Acredito que simplicidade seja o segredo das mais belas páginas já escritas. Neste aspecto, o livro não foge à regra. Toda a ação do livro transcorre sobre dois relatos individuais, que se intercalam.

O primeiro é escrito às escondidas por Roseanne, memórias de uma mulher que beira os cem anos de idade, e internada há décadas em um hospital psiquiátrico.
O outro, é o relato do Dr. Willian Grene, médico psiquiatra responsável pelo local, que enfrenta um dilema: o prédio onde o hospício se situa há anos será demolido, e o novo e moderno local em construção para o mesmo fim ofertará um número menor de leitos. Por isso, o psiquiatra precisa decidir quais pacientes serão liberados e devolvidos à comunidade e suas famílias, e o número menor que permanecerá interno.

O primeiro impacto do livro é a ausência de documentos referente aos motivos que levaram a idosa senhora a ser internada num hospício, onde permanece há bem mais de meio século. Este mistério é o fio condutor do livro: dentre todos os internados, quais são efetivamente portadores de doenças mentais, e quais foram internados porque rejeitados pela sociedade? Roseanne tem mesmo alguma patologia mental, ou simplesmente foi rejeitada pelas pessoas que conheceu, assim como os ex-combatentes de guerra que, não conseguindo se readaptar à sociedade, acabaram instalados em uma ala masculina da mesma instituição?

Porém, a prosa de Barry filtra pela emoção.
E assim, o mistério do livro também aborda questionamentos extremamente atuais: a medicalização da psicologia, a autoridade penal dos diagnósticos psiquiátricos e, claro, a mal disfarçada intolerância que, como sociedade, mantemos em detrimento daqueles que são diferentes, ou fazem opções discordantes da maioria. Há dois anos atrás, li com atenção OS ANORMAIS (M. Foucault) para embasar minha tese de TCC. Então, tinha a perspectiva histórica deste famoso filósofo, o processo social que levou a psiquiatria a um patamar de ciência e autoridade penal para a definição e confinamento não só dos portadores de doenças mentais, mas principalmente daqueles indivíduos que, por suas idéias ou atitudes, questionem ou confrontem a moral ou costumes da comunidade em que estão inseridos. E, claro, não poderia jamais esquecer da biografia de CAMILLE CLAUDEL, porque nunca aceitei que os surrealistas franceses festejassem a loucura como um movimento de arte, enquanto perto dali minha escultora preferida amargou a condenação de uma internação compulsória, seu nome esquecido durante os trinta anos em que permaneceu internada no hospício, até sua morte.

A continuidade do relato nos faz conhecer um pouco da conturbada história da Irlanda.

Dizia minha mãe, que meu avô havia abandonado sua família irlandesa, antes de encontrar e se apaixonar por minha avó. Mas nunca fui atrás da história da família, não tenho certeza da informação, e sempre tive dificuldade em entender as peculiaridades deste país distante. Acho, inclusive, que esta foi a primeira vez que escolhi um livro porque o autor é "irlandês", narrando uma história que conta um pouco das discórdias de seu próprio país. Assim, também por este parâmetro, o livro foi interessante.

▶ [Exercício]
Transcreva da resenha acima o trecho que começa em "Dizia minha mãe, que" e termina em "livro foi interessante.".

▶ [Dados fornecidos]
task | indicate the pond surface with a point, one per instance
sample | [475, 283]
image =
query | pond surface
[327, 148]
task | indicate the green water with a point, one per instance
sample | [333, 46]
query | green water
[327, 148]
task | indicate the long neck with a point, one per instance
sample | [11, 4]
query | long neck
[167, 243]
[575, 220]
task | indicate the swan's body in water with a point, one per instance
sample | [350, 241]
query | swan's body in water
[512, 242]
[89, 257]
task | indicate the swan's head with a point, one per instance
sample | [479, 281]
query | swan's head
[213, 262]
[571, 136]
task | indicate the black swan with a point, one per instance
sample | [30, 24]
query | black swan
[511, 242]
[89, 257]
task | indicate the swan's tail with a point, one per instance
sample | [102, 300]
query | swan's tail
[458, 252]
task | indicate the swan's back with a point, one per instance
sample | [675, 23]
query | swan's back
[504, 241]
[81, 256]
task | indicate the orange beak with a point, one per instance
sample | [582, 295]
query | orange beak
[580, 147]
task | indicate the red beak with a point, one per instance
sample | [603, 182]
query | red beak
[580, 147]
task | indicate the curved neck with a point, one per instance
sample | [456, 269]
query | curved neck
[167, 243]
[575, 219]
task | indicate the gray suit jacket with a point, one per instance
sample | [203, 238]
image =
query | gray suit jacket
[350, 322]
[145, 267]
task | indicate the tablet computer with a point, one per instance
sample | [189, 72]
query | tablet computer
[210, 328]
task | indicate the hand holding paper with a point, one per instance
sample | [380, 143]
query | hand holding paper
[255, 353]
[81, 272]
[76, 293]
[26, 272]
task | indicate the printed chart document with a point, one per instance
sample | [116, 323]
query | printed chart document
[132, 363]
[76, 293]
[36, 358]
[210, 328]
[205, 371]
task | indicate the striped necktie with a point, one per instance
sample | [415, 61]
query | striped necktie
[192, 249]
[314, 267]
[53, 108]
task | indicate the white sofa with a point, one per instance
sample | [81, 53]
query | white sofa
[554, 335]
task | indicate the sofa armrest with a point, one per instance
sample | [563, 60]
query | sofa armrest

▶ [Tarefa resolvida]
Dizia minha mãe, que meu avô havia abandonado sua família irlandesa, antes de encontrar e se apaixonar por minha avó. Mas nunca fui atrás da história da família, não tenho certeza da informação, e sempre tive dificuldade em entender as peculiaridades deste país distante. Acho, inclusive, que esta foi a primeira vez que escolhi um livro porque o autor é "irlandês", narrando uma história que conta um pouco das discórdias de seu próprio país. Assim, também por este parâmetro, o livro foi interessante.